● WHAT NEEDS TO BE DONE
Copy, from the data below, each line that has the word "along".

[Opening DATA EXTRACTS section]

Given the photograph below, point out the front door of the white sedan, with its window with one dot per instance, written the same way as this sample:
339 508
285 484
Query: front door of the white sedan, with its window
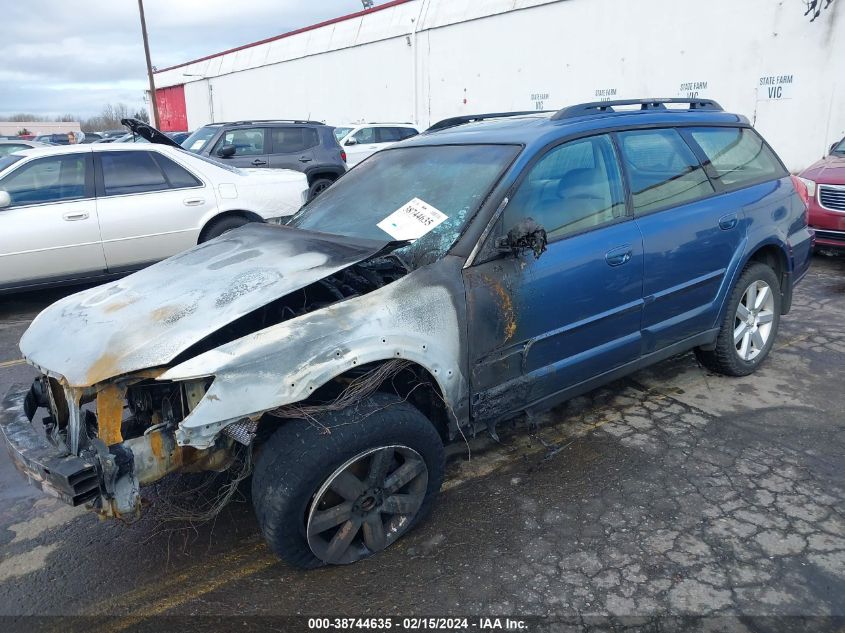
50 230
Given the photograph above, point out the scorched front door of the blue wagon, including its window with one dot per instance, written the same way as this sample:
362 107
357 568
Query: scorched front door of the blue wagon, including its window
540 326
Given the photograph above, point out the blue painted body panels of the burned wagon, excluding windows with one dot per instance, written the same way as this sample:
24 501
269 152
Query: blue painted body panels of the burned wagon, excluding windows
569 321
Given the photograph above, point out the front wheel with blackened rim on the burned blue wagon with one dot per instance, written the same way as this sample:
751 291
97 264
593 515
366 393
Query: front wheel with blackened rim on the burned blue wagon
349 484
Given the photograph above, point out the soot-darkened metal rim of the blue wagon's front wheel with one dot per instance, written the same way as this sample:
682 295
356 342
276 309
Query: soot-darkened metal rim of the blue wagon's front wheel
366 504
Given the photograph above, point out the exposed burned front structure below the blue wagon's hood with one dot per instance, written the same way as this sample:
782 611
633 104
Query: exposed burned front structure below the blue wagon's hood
99 445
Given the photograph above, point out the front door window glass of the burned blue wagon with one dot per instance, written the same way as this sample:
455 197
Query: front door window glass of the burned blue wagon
575 187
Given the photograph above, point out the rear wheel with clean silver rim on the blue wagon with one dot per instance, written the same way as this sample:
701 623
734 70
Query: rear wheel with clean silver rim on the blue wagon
750 325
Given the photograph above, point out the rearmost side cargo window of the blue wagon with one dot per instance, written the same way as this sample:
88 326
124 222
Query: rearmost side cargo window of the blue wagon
738 156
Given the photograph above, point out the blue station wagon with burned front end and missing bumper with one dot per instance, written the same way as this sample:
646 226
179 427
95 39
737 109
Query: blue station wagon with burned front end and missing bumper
496 266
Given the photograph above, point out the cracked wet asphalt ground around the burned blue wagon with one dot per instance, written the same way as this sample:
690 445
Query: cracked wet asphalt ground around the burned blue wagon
672 492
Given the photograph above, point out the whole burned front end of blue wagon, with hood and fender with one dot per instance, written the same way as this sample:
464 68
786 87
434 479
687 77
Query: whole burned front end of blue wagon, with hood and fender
176 367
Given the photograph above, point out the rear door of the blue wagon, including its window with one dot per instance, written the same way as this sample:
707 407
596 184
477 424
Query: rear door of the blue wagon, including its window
691 235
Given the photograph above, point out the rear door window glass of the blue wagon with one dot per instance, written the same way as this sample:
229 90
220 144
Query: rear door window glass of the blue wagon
662 170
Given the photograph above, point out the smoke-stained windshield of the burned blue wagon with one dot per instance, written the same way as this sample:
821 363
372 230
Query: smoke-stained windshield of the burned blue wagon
451 179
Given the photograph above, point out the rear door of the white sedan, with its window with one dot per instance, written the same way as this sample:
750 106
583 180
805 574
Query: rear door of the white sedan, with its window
149 206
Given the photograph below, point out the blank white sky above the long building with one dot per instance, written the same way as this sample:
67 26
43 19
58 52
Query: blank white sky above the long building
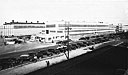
109 11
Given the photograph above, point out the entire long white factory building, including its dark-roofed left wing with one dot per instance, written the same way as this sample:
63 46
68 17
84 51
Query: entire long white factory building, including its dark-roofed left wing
53 31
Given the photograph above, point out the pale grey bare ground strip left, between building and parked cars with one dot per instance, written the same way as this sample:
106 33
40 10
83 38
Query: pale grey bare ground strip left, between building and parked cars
23 47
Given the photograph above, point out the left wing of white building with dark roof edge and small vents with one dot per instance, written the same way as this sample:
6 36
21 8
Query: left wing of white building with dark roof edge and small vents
22 28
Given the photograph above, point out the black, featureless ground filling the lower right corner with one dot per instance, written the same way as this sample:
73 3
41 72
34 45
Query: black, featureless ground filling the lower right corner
105 61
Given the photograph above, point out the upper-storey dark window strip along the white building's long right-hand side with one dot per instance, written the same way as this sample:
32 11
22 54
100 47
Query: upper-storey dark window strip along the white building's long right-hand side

[Closing DATA EXTRACTS section]

● TASK OUTPUT
Given the photograph above, point out the upper-storey dark window strip along the white building's long right-hand side with one dot per instance, written the same way as this sample:
Query: upper-storey dark window strip along the white building's long right-hand side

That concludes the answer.